*** Material to process
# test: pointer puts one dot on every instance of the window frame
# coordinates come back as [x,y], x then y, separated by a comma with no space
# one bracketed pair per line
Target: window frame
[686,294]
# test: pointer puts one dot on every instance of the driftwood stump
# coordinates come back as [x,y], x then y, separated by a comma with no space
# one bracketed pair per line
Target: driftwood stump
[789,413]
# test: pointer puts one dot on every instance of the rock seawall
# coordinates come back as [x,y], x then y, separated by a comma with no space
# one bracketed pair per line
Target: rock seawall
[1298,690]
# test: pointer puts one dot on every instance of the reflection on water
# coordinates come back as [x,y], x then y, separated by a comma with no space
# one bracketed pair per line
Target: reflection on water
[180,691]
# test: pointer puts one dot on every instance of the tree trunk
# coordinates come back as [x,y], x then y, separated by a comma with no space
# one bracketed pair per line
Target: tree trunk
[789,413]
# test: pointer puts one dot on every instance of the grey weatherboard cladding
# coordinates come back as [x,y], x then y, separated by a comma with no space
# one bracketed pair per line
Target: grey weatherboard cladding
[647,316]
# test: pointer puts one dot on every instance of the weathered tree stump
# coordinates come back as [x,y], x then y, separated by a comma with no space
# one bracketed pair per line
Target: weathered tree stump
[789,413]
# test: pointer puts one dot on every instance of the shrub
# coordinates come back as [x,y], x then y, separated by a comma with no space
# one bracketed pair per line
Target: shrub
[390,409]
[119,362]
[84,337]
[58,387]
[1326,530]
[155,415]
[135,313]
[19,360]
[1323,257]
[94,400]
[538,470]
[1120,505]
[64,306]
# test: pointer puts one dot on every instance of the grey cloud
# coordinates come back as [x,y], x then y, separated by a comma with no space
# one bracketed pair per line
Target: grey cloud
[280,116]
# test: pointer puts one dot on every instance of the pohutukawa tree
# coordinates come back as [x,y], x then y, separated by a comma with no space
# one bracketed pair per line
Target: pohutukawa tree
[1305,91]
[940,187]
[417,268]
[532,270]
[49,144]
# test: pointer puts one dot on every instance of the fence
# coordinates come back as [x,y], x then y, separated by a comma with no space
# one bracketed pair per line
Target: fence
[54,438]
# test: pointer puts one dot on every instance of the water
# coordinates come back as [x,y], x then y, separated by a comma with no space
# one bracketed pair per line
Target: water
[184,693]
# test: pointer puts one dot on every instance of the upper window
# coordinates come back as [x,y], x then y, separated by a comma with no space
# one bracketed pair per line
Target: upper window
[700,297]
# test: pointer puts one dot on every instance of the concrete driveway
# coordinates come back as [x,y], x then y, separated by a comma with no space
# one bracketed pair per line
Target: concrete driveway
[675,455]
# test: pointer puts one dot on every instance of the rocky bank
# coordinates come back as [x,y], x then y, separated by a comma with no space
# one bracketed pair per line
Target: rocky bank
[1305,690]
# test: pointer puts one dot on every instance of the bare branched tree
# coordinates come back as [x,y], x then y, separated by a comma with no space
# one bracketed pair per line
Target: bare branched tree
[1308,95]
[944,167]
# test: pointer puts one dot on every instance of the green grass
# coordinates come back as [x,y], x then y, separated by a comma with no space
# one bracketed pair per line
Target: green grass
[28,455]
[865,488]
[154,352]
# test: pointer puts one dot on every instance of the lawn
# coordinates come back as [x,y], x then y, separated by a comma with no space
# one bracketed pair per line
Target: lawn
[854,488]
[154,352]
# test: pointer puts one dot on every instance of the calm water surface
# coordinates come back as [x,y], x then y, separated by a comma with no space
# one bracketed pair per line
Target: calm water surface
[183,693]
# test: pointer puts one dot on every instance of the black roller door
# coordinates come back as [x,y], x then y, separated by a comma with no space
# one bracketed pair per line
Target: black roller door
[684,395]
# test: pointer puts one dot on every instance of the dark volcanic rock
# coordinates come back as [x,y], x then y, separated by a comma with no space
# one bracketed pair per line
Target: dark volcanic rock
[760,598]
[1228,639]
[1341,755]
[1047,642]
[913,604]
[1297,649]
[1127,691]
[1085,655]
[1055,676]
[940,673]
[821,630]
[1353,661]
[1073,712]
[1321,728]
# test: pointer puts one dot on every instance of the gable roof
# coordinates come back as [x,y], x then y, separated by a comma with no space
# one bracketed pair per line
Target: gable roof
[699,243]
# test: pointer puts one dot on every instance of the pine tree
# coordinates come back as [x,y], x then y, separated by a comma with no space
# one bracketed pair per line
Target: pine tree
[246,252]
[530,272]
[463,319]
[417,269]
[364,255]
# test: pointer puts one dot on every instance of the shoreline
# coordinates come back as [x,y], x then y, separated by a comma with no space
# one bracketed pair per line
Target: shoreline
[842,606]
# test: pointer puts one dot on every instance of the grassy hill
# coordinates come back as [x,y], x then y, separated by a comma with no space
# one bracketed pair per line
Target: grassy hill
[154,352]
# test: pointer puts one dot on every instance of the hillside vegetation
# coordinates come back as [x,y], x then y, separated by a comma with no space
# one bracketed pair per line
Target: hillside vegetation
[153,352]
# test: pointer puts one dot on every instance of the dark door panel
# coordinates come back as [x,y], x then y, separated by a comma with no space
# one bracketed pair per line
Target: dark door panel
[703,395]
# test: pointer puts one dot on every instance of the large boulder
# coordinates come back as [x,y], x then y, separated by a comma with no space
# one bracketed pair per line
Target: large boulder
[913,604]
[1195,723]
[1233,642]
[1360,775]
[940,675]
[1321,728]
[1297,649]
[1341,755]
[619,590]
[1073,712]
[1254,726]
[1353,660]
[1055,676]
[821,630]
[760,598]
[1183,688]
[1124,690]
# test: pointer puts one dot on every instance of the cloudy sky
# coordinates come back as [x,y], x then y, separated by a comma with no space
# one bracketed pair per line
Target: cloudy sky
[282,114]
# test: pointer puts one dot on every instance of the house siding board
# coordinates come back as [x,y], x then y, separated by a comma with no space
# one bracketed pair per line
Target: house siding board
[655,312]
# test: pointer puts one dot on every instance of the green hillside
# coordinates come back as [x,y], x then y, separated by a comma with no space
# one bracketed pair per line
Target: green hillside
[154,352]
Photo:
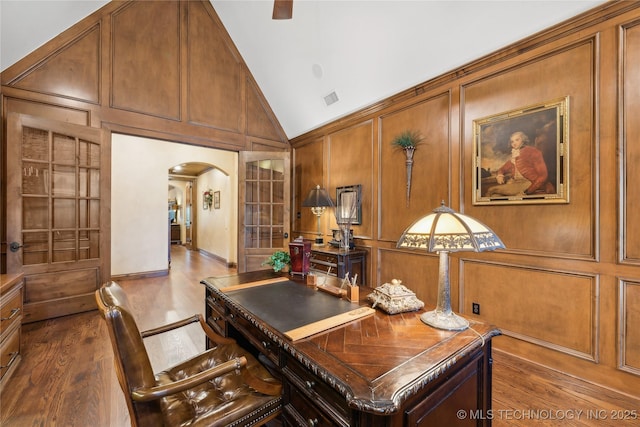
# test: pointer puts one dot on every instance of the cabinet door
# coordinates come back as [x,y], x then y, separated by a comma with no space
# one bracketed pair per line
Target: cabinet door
[56,213]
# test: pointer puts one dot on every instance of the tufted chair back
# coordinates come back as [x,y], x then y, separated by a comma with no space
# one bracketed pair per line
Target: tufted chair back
[210,389]
[133,367]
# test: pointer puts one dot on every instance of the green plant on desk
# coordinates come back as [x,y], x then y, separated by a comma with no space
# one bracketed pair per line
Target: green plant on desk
[279,261]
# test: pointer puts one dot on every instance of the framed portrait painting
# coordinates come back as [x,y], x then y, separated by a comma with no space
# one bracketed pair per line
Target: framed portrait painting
[522,156]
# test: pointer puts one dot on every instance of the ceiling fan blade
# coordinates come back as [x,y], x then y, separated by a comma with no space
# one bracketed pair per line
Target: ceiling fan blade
[282,9]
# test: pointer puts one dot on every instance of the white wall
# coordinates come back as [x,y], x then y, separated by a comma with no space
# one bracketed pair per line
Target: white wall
[139,178]
[216,228]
******
Pictures stay out of the copy; please restate every record above exactly.

# test: pointer puts one dot on every instance of the window frame
# coordinates come back as [x,y], x then y, separated by a comma with no space
# one bracketed pair per line
Target: window frame
[686,294]
# test: pointer puts one dot on every instance of the driftwood stump
# coordinates come back as [x,y], x then y, separated by a comma with no space
# one bracketed pair per line
Target: driftwood stump
[789,413]
# test: pointer puts one dot on every instance of the rock seawall
# coordinates come back as [x,y], x then y, separated by a comma with no space
# one bracketed pair per line
Target: rock seawall
[1298,690]
# test: pointer puts one dot on every instance of the reflection on water
# coordinates come back as [x,y], x then y, separated by a comma with no space
# one bracketed pair per line
Target: reflection on water
[180,691]
# test: pointer puts one dot on every instance of the tree trunk
# coordinates come back as [x,y], x then y, separated by a comma with no space
# one bracketed pair per line
Target: tree trunk
[789,413]
# test: pointer puts one dot on every instance of the grey weatherboard cladding
# coordinates come back as [x,y], x then y, separated by a comma with no space
# one bracketed pair per line
Target: grey weatherboard cladding
[647,316]
# test: pointer puts one dot on every instance of the weathered tree stump
# coordinates come back as [x,y], x then y, separated by a comma with no space
# one bracketed pair per line
Target: weathered tree stump
[789,413]
# test: pointer puts one dot on every instance of the shrub
# coordinates come back as [x,y], x then y, separated by a comma with no space
# one bracketed pair per line
Target: shrub
[390,409]
[119,362]
[84,337]
[58,387]
[1326,530]
[155,415]
[135,313]
[19,360]
[1323,257]
[94,400]
[538,470]
[1120,505]
[64,306]
# test: pointer puts one dot on every instance of the grey cloud
# coordinates come back as [x,y], x then y, separated by a comma with no space
# one bracketed pair per line
Target: grey cloud
[280,116]
# test: pointer puts one dot on every instance of the pohutukawa tree
# coordinates come back as [x,y], x then y, separated by a comma with no space
# one bracketed pair per line
Target: pohutukawa tree
[1305,91]
[940,187]
[417,268]
[532,270]
[49,144]
# test: pointer puts one dot on every instance of the fence
# coordinates come back as [x,y], x then y, separated by a comma with no space
# one bracketed pair per line
Target: fence
[54,438]
# test: pointer puts one dot on every instance of the water
# coordinates come back as [x,y], x then y, separated by a comma with no space
# one bracketed pair per line
Target: water
[184,693]
# test: pointer puts one dot on every instance of the upper window
# coordinates come back as [x,y], x then y, separated by a comma with no space
# one bracketed pair per line
Target: upper window
[700,297]
# test: pointer puts one dot on every instance of the concrete driveway
# coordinates come back as [x,y], x then y, separated by a comma with no space
# one bracketed pair per line
Target: concrete driveway
[675,455]
# test: pointer puts one dot on every instance of the rocky bank
# coordinates come back as [x,y], x then y, separated by a comma with no space
# one bracketed pair per line
Target: rocky bank
[1305,690]
# test: pointer puts one dot on every instance of the bare branched tree
# coordinates come back as [x,y], x then y, separated by a comma with no space
# one bracketed pair per line
Target: bare branched tree
[1308,95]
[944,167]
# test: pointer puts one dot on every instance of the green grass
# coordinates come back as [x,y], x then y, separated by a comma with no space
# one bracketed pair per line
Target: green grass
[28,455]
[865,488]
[154,352]
# test: pointer puts one dot on every instance of the lawn
# coordinates come back as [x,y], x then y, separated by a comma with no space
# one bracketed pair per line
Target: lawn
[854,488]
[154,352]
# test: pointer puts one dot on every instance of the calm water surface
# coordinates come back as [x,y], x then y, separated by a comma with no space
# one bracketed pair per line
Target: calm water surface
[183,693]
# test: pointer puts one dot on every instance of the black roller door
# coordinates come back as [x,y], x then y, separated by a comma with no space
# one bracketed pair per line
Target: black roller door
[684,395]
# test: pointer puts one dot on every instance of the dark volcanic rock
# coordinates come back as [x,y], x then y, separated by a comma with no space
# one bracketed pair per line
Target: dark volcanic rock
[760,598]
[1228,639]
[1341,755]
[1047,642]
[913,604]
[1297,649]
[1127,691]
[1085,655]
[1055,676]
[940,673]
[821,630]
[1353,661]
[1073,712]
[1321,728]
# test: pointer puts one dot on every instance of the gable roof
# coordinates come back as [x,y], x then y, separated by a comma with no space
# one bracketed pair per line
Target: gable roof
[699,243]
# test: pointer puts one dot on every instance of the pine tree
# coordinates come back as [x,y], x then y, separated by a comma with no space
# one bracketed pair per line
Target: pine tree
[246,252]
[530,272]
[463,319]
[417,269]
[364,255]
# test: pointer puts one dot on every instance of the shoreline
# coordinates come back as [x,y], x then y, separated by a comma with no space
# one bracketed pair per line
Target: shoreline
[842,606]
# test: pointer puts one dot on every instance of the grassy hill
# coordinates come back as [x,y], x then y, separated by a comma with no space
# one bracketed pair per line
Target: grassy hill
[154,352]
# test: pointer puts one dot on every instance of the hillside vegetation
# coordinates come back as [x,y], x then y, separated by a comma with no space
# one bracketed pair per line
Target: hillside vegetation
[153,352]
# test: pointer puts one dot on every instance of the dark door panel
# coordinates come back as [x,y], x then y, separated by a comma with no space
# one bracketed pair per line
Target: dark door panel
[703,395]
# test: pointer puts one dot on every instance of the large boulder
# coordinates come back as [x,y], x then y, separated by a comma with no space
# one bracketed pair per line
Target: large boulder
[913,604]
[1195,723]
[1233,642]
[1360,775]
[940,675]
[1321,728]
[1297,649]
[1341,755]
[619,590]
[1073,712]
[1254,726]
[1353,660]
[1055,676]
[821,630]
[760,598]
[1183,688]
[1124,690]
# test: pointer puts one dot on every instance of the cloudy sky
# coordinates come back as [x,y], x then y, separated by a comma with no space
# one bracketed pair per line
Target: cloudy sky
[282,114]
# test: pointer puts one dot on every instance of the house siding board
# coordinates come back as [x,y], x then y, separated by a comma with no space
# one bracketed pair per line
Target: house siding board
[655,312]
# test: pointer puts one dot on every instance of the green hillside
# coordinates come back as [x,y], x then y, separated by a comma with no space
# one bracketed pair per line
Target: green hillside
[154,352]
Photo:
# test: pointer puts one dot on every instance of the cabinet door
# coordinates come back as [x,y], x then y, separated by a comma with no space
# one bracketed pair per line
Target: cabinet door
[56,213]
# test: pointer puts one dot on every instance of the tufted chair back
# coordinates come back as [x,y], x then y, separated by a comma with no space
# one bracketed pair per line
Target: tufted chair back
[210,389]
[133,367]
# test: pointer puts one dot on every instance of the green plant on desk
# coordinates come back as [x,y], x then y, separated by a comma with no space
# one bracketed pair per line
Target: green plant on desk
[279,261]
# test: pointer puts one dot on every instance of the framed portrait painting
# coordinates come back as [x,y], x then y, separated by a comma with no space
# one bracketed pair per line
Target: framed portrait painting
[522,156]
# test: pointer puts one dot on every instance of the ceiling fan blade
# coordinates come back as [x,y], x then y, separated by a comma with no space
# one bracketed pair per line
Target: ceiling fan blade
[282,9]
# test: pointer puts one dot on every instance of the white wall
# coordinates come back as [x,y], x then y, separated by a comma with no space
# one bracketed pair per line
Target: white wall
[139,178]
[216,228]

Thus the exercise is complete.